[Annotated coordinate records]

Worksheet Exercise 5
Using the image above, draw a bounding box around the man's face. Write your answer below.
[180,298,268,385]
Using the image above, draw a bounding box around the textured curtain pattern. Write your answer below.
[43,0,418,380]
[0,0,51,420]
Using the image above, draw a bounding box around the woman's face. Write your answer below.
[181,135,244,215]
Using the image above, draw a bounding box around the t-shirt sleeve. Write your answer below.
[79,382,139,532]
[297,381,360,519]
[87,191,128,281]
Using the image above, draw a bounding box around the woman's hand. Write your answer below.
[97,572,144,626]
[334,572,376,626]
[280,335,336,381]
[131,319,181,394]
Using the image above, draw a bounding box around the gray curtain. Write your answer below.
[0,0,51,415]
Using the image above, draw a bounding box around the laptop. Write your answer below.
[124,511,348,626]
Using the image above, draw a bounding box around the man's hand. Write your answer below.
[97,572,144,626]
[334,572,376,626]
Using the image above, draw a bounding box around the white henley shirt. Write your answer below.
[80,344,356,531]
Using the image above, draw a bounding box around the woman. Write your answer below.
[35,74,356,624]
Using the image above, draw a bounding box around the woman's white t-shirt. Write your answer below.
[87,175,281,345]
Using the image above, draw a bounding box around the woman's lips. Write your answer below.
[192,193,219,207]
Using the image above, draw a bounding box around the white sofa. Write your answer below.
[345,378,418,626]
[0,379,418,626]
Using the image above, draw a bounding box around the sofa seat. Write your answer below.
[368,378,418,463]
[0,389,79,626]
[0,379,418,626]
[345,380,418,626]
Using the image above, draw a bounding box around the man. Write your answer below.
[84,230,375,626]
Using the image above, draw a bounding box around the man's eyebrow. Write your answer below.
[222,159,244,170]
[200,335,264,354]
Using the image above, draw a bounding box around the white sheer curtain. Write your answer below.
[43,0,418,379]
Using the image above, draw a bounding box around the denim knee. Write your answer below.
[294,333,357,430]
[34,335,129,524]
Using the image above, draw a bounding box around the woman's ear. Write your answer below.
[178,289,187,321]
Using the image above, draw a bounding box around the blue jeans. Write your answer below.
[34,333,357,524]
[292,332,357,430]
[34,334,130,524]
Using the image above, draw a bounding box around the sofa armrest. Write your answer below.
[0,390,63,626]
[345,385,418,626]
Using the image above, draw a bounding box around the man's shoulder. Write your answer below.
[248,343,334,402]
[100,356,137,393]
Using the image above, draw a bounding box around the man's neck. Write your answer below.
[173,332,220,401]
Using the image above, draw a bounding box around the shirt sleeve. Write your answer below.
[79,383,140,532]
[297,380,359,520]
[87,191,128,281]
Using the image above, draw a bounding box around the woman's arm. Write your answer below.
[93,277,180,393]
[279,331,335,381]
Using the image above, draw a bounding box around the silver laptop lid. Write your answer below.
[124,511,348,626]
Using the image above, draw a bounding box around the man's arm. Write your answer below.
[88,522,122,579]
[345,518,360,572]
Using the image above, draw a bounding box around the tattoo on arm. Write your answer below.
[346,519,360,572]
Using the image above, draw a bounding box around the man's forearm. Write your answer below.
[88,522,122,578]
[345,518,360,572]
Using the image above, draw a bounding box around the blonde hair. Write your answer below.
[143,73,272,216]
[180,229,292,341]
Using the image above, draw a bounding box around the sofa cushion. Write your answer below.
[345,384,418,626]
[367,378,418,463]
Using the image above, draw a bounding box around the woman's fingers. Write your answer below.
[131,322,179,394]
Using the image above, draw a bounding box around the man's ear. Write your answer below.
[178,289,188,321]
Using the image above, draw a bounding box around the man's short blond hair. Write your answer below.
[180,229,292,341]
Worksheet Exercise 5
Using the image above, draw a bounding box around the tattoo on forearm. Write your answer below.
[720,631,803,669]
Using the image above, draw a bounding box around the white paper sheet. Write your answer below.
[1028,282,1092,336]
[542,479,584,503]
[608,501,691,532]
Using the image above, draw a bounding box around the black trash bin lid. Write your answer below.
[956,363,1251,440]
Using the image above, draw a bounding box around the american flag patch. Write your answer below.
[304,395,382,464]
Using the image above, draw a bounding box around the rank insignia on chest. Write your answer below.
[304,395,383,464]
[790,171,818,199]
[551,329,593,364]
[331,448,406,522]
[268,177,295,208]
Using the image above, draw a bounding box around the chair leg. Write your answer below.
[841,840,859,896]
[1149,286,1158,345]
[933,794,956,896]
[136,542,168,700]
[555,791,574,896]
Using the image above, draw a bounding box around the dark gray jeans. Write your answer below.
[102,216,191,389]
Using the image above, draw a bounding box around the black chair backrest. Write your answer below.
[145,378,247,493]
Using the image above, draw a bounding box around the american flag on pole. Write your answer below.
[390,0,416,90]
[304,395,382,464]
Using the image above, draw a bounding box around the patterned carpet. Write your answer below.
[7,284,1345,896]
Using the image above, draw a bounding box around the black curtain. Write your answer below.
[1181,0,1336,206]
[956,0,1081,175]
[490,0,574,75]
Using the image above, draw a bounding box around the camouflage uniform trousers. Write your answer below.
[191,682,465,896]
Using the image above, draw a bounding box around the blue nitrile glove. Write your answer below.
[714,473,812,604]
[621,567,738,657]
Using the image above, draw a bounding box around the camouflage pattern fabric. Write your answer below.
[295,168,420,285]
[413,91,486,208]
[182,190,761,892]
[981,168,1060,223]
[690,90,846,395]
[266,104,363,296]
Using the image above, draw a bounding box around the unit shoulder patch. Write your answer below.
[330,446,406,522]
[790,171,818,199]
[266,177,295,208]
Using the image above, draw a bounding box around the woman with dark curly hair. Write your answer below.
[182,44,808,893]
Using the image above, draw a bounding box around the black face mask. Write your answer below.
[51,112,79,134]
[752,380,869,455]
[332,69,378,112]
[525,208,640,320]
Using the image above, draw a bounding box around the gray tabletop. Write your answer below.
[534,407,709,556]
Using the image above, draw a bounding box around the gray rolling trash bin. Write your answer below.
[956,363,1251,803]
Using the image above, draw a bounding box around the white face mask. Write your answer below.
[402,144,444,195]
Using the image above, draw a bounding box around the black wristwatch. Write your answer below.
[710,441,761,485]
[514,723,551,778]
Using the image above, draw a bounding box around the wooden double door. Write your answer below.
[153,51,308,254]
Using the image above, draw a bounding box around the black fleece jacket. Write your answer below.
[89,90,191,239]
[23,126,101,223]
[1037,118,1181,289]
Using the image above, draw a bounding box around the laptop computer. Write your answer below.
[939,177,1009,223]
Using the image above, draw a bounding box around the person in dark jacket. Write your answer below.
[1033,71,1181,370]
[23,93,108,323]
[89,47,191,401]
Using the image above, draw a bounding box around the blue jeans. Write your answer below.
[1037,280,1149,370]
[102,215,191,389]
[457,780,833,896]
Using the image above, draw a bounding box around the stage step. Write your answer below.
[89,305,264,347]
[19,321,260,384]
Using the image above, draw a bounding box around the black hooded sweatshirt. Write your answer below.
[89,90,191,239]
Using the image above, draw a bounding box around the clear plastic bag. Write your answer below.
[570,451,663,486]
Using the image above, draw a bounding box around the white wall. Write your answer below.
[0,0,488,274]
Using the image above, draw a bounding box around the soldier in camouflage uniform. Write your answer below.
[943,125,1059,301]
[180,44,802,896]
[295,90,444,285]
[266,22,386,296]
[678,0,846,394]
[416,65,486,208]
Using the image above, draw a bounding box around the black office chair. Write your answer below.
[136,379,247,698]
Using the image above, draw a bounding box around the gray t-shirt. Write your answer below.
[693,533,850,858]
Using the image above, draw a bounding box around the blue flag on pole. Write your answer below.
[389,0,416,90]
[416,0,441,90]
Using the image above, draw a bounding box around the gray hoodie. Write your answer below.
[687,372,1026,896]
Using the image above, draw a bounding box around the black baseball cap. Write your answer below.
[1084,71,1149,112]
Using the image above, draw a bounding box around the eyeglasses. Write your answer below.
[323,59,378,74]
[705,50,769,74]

▸ **PROBLEM STATEMENT**
Rewrite the lines between the one holding "sofa. Write your answer below." and the one holding "[345,380,418,626]", inclusive, substituting "couch" for every "sofa" and leaving everything else unchanged. Give only those lines.

▸ **ANSWER FOR THE TASK**
Using the image above, draw a bounding box around the white couch. Write your answer below.
[345,378,418,626]
[0,379,418,626]
Using the image above, draw a bounding box around the couch seat. Write your answer below.
[368,378,418,463]
[0,389,79,626]
[0,379,418,626]
[345,380,418,626]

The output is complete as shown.